* **Source material**
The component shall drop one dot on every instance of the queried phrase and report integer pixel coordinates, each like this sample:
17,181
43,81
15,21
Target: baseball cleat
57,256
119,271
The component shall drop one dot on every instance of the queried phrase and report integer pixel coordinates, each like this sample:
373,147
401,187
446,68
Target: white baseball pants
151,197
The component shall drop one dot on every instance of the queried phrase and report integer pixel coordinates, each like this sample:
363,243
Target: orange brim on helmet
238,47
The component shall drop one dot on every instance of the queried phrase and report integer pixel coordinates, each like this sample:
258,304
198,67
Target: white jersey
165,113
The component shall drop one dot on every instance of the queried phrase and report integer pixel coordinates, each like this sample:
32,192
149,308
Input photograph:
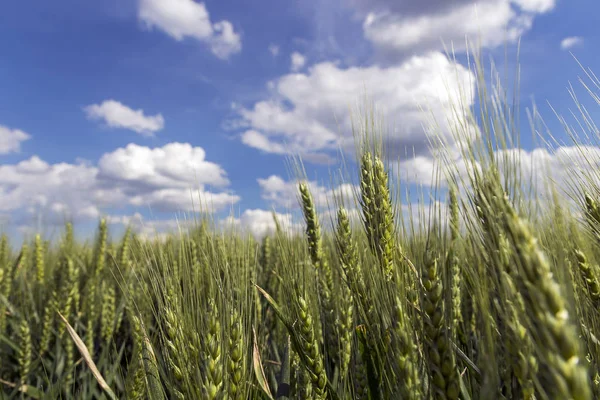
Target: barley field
490,290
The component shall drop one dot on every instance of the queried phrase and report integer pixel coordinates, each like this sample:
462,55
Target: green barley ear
589,273
325,286
313,229
154,386
236,362
407,354
348,253
100,257
453,265
519,344
109,298
125,250
48,323
386,230
566,377
377,211
213,382
39,259
441,361
3,253
310,346
24,351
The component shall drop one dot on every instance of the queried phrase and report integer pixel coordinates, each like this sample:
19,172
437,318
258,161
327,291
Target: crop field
490,290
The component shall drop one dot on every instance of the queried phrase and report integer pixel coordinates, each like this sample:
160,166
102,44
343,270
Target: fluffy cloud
298,61
118,115
282,193
403,27
186,18
308,114
175,165
570,42
170,178
11,139
261,222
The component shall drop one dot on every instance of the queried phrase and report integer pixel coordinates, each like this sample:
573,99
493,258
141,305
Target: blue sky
119,108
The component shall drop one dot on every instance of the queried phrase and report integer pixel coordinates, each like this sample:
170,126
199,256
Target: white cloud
170,178
298,61
148,228
570,42
118,115
260,222
282,193
175,165
404,28
259,141
185,200
186,18
11,139
274,50
309,114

* **Your objective**
Only the lines from the one with "Target: crop field" through the last line of the material above are to be duplicated, exactly and with both ends kept.

* **Answer to the problem**
Target: crop field
490,290
The component shall drop one dot on every instance of the queried phrase and report integer pixel coordinates, each like this sample:
160,166
102,44
343,270
Target: fluffy cloud
298,61
118,115
282,193
403,27
186,18
308,114
175,165
570,42
170,178
11,139
261,222
The component shall drop one dot on every instance of the queried phrase and report integer pixel coordinates, each like this sample:
573,99
493,258
141,305
Target: blue sky
119,108
The component shall drop one dot on every instance of the queried phrase and report integer pixel coordinates, each like this sample:
170,126
199,256
Target: white cloud
170,178
298,61
148,228
570,42
118,115
260,222
282,193
175,165
404,28
259,141
185,200
186,18
11,139
274,50
309,114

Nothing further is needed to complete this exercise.